▶ **Problem to solve**:
Would it be possible to write out each entry below exactly, without the pictures?

== == ==

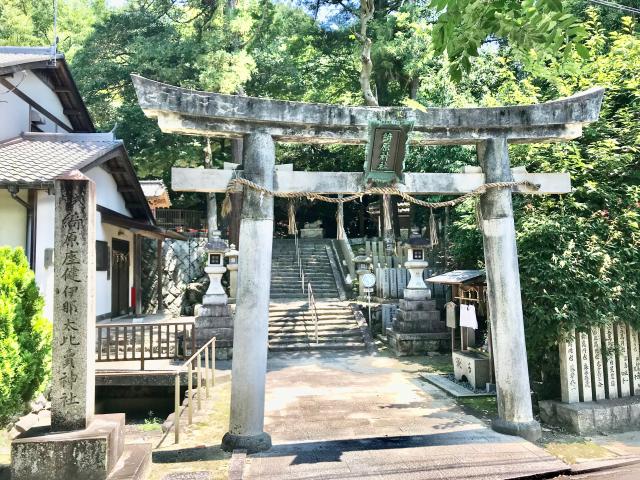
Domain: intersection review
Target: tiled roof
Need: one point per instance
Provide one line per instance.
(153, 188)
(10, 56)
(37, 158)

== == ==

▶ **Answer below**:
Domain: intersection review
Target: tiled roof
Need: one point per instance
Provide one line per instance.
(153, 188)
(10, 56)
(37, 158)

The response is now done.